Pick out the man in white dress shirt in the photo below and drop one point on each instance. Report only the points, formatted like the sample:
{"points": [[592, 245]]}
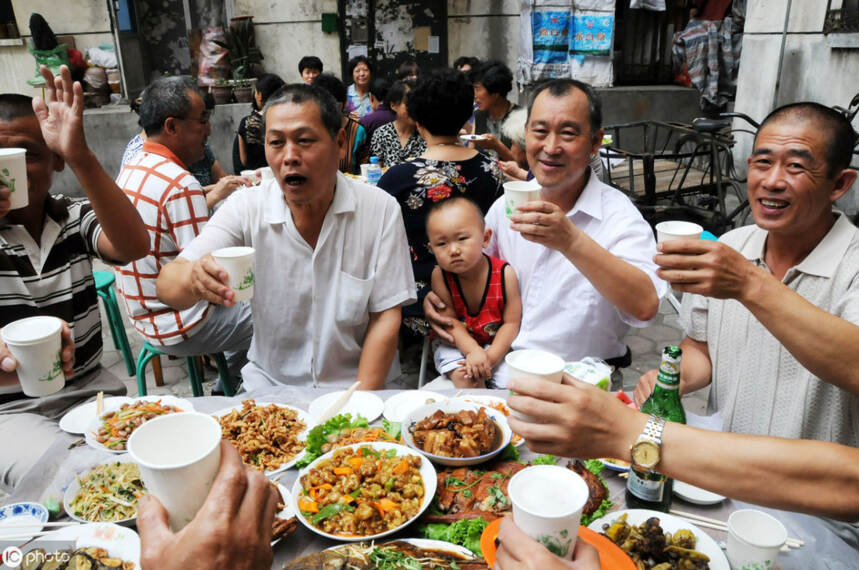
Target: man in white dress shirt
{"points": [[331, 265], [583, 253]]}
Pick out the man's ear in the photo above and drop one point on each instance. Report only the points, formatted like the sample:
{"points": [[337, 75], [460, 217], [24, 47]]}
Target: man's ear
{"points": [[843, 182]]}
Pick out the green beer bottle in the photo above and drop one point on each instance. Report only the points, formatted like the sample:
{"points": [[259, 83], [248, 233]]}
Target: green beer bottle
{"points": [[650, 489]]}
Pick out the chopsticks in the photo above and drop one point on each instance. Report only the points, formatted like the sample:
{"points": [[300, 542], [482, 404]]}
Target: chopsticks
{"points": [[716, 524]]}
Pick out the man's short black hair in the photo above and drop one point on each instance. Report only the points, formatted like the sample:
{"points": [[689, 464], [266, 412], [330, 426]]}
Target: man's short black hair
{"points": [[442, 101], [332, 84], [300, 93], [379, 88], [495, 77], [14, 106], [561, 87], [840, 136], [353, 63], [309, 62], [163, 98]]}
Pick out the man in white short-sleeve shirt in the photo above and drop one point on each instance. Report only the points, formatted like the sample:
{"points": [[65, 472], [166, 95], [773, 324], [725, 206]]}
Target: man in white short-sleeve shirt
{"points": [[331, 263], [583, 253]]}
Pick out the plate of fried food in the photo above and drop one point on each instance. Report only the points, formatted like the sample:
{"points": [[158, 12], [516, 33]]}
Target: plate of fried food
{"points": [[456, 432], [108, 492], [270, 437], [364, 491], [652, 538], [110, 431]]}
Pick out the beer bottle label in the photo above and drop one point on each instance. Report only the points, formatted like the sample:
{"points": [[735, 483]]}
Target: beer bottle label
{"points": [[646, 489]]}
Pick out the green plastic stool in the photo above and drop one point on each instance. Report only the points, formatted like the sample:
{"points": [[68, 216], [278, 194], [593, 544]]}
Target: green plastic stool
{"points": [[104, 287], [148, 352]]}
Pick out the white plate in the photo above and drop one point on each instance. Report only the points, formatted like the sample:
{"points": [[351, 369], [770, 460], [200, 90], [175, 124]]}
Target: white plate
{"points": [[696, 495], [78, 419], [361, 402], [21, 513], [428, 475], [119, 541], [398, 406], [302, 436], [669, 523], [95, 422], [451, 407], [74, 486]]}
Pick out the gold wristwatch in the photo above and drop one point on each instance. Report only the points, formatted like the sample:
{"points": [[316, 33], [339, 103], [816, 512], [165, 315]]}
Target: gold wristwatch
{"points": [[647, 448]]}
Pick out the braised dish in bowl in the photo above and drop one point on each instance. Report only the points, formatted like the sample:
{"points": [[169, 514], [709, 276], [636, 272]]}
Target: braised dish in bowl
{"points": [[456, 432], [364, 491]]}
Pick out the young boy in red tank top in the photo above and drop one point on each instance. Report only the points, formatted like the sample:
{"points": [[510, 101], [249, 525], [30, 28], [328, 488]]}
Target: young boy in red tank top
{"points": [[481, 292]]}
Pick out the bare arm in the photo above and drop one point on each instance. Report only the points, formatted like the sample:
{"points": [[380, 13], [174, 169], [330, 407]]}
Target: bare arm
{"points": [[124, 237], [580, 420], [624, 285], [380, 346]]}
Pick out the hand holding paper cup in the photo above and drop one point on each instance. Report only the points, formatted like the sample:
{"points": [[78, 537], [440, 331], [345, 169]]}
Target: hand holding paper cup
{"points": [[178, 455], [238, 262], [36, 343], [547, 506]]}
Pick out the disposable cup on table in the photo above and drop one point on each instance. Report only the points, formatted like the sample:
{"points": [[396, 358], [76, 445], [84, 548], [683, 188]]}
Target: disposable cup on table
{"points": [[178, 455], [547, 506], [534, 364], [13, 175], [238, 262], [677, 229], [754, 539], [36, 343], [517, 193]]}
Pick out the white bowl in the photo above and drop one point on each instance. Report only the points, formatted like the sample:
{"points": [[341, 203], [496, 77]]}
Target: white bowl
{"points": [[74, 487], [451, 407], [428, 475]]}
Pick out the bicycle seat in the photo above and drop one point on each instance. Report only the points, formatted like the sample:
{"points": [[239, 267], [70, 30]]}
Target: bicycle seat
{"points": [[710, 125]]}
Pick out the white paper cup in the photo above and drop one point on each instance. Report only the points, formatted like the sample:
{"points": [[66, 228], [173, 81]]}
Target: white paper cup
{"points": [[547, 506], [13, 174], [238, 262], [754, 539], [517, 193], [678, 229], [535, 364], [178, 455], [266, 173], [36, 343]]}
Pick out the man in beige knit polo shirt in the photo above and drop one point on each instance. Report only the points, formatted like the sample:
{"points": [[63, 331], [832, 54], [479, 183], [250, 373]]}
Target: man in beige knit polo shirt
{"points": [[772, 324]]}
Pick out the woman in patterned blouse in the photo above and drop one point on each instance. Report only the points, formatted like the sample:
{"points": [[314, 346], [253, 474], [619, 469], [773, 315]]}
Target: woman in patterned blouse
{"points": [[399, 140], [440, 104]]}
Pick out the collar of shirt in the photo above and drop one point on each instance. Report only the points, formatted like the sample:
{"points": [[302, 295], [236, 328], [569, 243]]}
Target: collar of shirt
{"points": [[161, 150], [277, 210], [823, 259]]}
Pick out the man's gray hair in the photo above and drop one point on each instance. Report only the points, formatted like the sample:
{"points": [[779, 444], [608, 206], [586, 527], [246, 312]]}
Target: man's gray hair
{"points": [[163, 98]]}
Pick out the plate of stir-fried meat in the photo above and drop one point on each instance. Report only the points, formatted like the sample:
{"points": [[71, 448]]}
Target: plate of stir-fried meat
{"points": [[456, 432]]}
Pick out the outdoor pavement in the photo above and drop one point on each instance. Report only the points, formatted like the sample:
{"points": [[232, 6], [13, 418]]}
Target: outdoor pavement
{"points": [[646, 345]]}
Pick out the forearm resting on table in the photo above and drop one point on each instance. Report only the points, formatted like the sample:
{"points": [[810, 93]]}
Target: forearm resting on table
{"points": [[822, 342], [380, 346], [814, 477], [174, 284], [624, 285]]}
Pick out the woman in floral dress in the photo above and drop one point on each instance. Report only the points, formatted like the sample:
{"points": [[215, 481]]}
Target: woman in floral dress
{"points": [[440, 104]]}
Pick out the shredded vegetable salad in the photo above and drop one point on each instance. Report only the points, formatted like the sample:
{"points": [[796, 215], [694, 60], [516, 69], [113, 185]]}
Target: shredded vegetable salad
{"points": [[108, 493]]}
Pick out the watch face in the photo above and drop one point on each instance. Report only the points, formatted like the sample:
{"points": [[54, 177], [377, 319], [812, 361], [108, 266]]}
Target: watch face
{"points": [[645, 454]]}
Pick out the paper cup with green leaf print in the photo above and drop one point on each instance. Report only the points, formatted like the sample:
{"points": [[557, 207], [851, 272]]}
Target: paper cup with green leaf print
{"points": [[238, 262], [36, 343], [547, 506], [13, 175]]}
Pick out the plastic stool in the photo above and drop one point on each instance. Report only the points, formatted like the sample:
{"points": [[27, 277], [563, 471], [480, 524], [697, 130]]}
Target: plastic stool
{"points": [[195, 373], [104, 287]]}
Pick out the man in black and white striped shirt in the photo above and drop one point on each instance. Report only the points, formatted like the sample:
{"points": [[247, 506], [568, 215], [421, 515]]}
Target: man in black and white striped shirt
{"points": [[45, 262]]}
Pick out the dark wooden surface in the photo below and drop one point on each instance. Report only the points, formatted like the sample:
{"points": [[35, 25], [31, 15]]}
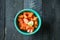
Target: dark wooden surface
{"points": [[50, 29]]}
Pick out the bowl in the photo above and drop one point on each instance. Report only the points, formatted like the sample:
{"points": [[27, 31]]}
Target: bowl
{"points": [[35, 13]]}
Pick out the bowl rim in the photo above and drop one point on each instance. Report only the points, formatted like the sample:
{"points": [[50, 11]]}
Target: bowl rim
{"points": [[36, 13]]}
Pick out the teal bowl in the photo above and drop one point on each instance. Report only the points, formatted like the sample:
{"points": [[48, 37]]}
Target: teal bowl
{"points": [[35, 13]]}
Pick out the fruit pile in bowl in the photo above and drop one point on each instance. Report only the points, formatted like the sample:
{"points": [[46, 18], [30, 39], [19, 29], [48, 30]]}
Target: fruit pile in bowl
{"points": [[27, 21]]}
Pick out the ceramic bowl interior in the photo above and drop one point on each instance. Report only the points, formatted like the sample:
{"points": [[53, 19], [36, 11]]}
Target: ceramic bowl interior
{"points": [[28, 10]]}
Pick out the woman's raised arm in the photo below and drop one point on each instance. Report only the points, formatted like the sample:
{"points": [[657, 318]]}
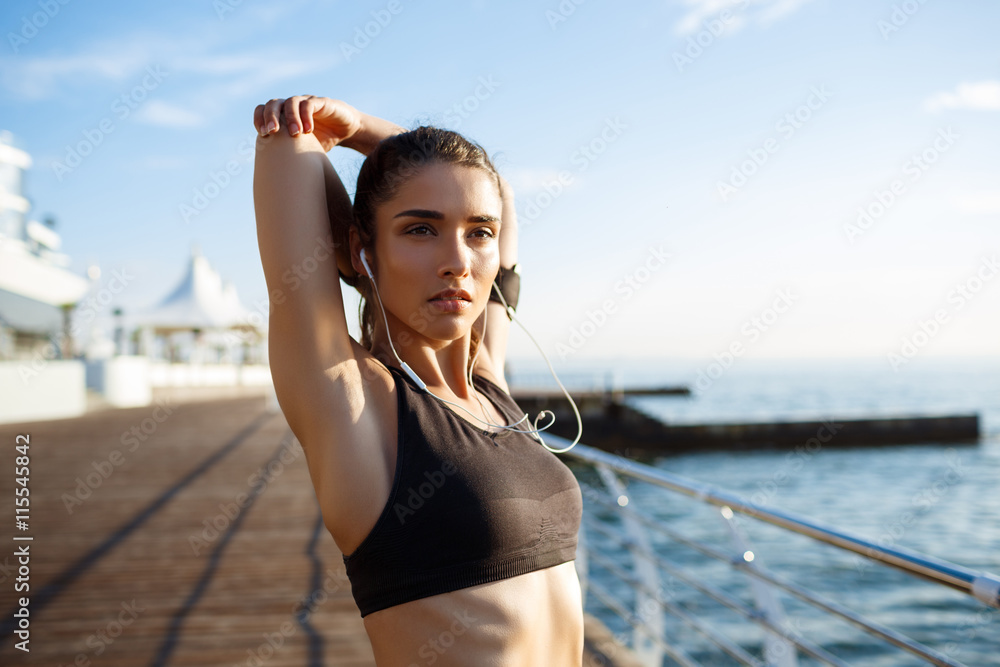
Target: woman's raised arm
{"points": [[332, 121]]}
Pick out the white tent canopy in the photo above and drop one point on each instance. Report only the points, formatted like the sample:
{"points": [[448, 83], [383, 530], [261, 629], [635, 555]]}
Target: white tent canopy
{"points": [[200, 301]]}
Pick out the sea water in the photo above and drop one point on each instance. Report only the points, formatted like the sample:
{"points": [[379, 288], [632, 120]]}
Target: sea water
{"points": [[941, 499]]}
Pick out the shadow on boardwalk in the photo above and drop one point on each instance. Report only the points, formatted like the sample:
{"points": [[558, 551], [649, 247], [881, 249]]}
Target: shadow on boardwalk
{"points": [[179, 534]]}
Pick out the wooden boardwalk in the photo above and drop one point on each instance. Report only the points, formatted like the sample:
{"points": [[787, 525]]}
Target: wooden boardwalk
{"points": [[178, 534]]}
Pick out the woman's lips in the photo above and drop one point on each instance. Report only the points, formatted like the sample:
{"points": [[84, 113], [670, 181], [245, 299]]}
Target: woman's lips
{"points": [[452, 305]]}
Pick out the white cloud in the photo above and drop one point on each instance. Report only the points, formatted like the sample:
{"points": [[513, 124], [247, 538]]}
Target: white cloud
{"points": [[703, 12], [156, 112], [120, 61], [984, 95], [985, 203]]}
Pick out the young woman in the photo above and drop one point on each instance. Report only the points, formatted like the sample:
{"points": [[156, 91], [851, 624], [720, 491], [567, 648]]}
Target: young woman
{"points": [[459, 535]]}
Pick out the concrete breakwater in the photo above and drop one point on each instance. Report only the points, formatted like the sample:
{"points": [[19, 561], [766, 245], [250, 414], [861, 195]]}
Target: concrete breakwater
{"points": [[610, 424]]}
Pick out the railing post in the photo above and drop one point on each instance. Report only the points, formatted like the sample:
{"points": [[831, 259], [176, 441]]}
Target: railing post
{"points": [[648, 612]]}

----

#### WORK INSTRUCTIONS
Repeat only the lines from the one holding "Pick out the concrete" through the last line of the data.

#### THE COMPLETED TASK
Pick out the concrete breakwater in the photo above and drop one point on each instance. Report only the points, formatted like the sample:
{"points": [[19, 561], [766, 245], [250, 414], [861, 195]]}
Target: concrete breakwater
{"points": [[610, 424]]}
Pick out the railing post in the photo above and drop one point on each instance. Report only the points, formatted like the sample:
{"points": [[831, 259], [176, 441]]}
Target: railing post
{"points": [[648, 612]]}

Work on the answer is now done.